▸ EXCERPTED TEXT:
........

This state-specific guide covers labor and employment case law, statutes, rules, and regulations that HR professionals and clients often encounter or have questions about in Montana.

Disclaimer: These materials do not constitute legal advice and should not be substituted for the advice of legal counsel.

Guide last updated September 2023.

At-Will Employment

Montana is the only state that is not an at-will-employment state. Montana enforces a "good cause" standard for terminating employment. Mont. Code § 39-2-903 & Mont. Code § 39-2-904(1)(b). Effective October 1, 2023, if not specified by the employer, employees have an automatic probationary period during their first 12 months where an employer may terminate the employee at will, with the broadest discretion when making a decision to discharge a manager and/or supervisor. Mont. Code § 39-2-910; See also Mont. Code § 39-2-904.

Right-to-Work Laws

Montana is not a right-to-work state, which means union membership or continued membership can be a condition of employment. Montana proposed a right-to-work bill (HB 448) that died in Committee on March 1, 2023. Effective October 1, 2021, it is an unfair labor practice for a public employer to interfere with, restrain, or coerce employees in the exercise of their rights as guaranteed in Mont. Code § 39-31-201. Mont. Code § 39-31-401.

Immigration Verification

Montana places no additional employment verification procedures on employers beyond Federal I-9 compliance. There is no requirement to use E-Verify under Montana state laws. Nevertheless, an employer may not knowingly employ an alien who is not lawfully authorized to work. Mont. Code § 39-2-305.

........

(Referring expression data)
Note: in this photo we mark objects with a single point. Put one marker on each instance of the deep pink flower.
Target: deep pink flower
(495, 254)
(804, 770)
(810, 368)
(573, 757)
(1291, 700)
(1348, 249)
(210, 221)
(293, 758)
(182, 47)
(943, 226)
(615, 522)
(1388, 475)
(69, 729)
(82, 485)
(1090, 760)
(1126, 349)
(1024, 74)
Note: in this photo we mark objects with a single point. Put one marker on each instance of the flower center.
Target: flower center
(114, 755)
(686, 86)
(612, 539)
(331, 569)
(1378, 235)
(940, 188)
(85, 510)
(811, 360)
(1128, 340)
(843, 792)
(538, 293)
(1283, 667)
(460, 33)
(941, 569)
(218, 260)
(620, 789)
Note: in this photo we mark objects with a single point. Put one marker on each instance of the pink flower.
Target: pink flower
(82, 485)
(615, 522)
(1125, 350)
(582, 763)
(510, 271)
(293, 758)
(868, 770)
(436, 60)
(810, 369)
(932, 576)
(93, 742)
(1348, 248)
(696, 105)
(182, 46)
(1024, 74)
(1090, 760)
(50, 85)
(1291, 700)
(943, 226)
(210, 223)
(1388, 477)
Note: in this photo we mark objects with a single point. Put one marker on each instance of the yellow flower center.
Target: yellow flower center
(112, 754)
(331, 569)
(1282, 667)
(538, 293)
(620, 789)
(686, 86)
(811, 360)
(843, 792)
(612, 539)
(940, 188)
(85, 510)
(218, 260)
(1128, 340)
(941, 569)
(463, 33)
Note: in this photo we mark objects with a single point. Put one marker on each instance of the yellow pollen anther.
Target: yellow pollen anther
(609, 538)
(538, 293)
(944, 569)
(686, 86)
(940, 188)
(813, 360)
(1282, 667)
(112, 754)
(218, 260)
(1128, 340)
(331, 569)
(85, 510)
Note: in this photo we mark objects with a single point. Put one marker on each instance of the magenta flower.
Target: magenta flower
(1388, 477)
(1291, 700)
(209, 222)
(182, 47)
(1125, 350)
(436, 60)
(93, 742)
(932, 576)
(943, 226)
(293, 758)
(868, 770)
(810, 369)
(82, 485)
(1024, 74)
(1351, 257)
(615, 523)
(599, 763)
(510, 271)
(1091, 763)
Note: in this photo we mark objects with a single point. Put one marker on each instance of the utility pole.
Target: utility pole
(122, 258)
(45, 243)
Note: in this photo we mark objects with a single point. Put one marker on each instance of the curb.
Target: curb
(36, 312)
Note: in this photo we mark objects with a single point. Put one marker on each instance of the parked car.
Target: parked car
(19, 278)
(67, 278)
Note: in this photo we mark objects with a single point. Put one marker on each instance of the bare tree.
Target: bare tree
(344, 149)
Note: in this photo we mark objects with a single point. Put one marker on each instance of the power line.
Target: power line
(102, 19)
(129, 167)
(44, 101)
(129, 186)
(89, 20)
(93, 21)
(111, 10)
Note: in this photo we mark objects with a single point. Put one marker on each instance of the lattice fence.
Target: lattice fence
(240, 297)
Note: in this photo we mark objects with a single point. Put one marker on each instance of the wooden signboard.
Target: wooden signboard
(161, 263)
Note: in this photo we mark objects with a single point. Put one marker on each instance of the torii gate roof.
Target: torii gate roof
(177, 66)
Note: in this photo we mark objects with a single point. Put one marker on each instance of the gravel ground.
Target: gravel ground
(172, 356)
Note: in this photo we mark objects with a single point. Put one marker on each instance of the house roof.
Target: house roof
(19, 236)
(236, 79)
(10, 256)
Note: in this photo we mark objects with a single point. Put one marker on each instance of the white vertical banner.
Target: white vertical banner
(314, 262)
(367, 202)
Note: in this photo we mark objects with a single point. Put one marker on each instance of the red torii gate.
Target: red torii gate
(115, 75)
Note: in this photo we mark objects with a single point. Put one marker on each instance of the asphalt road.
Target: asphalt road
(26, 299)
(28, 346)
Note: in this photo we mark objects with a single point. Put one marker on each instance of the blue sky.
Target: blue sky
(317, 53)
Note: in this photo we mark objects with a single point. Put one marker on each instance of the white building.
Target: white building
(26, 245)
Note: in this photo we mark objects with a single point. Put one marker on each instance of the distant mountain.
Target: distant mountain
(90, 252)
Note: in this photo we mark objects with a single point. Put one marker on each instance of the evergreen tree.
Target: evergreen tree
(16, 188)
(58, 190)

........

▸ TASKS TO COMPLETE:
- A) Translate this sentence from the Montana employment guide into Spanish: "Montana is the only state that is not an at-will-employment state."
- B) Please duplicate the part of the Montana employment guide starting with "This state-specific guide" and going on through "about in Montana.".
- C) Summarize the Montana employment guide in two sentences.
These entries have no connection to the Montana employment guide.

▸ LIST OF SOLUTIONS:
- A) Montana es el único estado que no es un estado de empleo a voluntad.

- B)
This state-specific guide covers labor and employment case law, statutes, rules, and regulations that HR professionals and clients often encounter or have questions about in Montana.

- C) Montana requires good cause to terminate employment, although an automatic 12-month probationary period lets employers fire at will if they haven't specified otherwise, and the state is not a right-to-work state. Montana adds no verification procedures beyond federal I-9 compliance and does not require E-Verify, but employers may not knowingly employ an alien who is not lawfully authorized to work.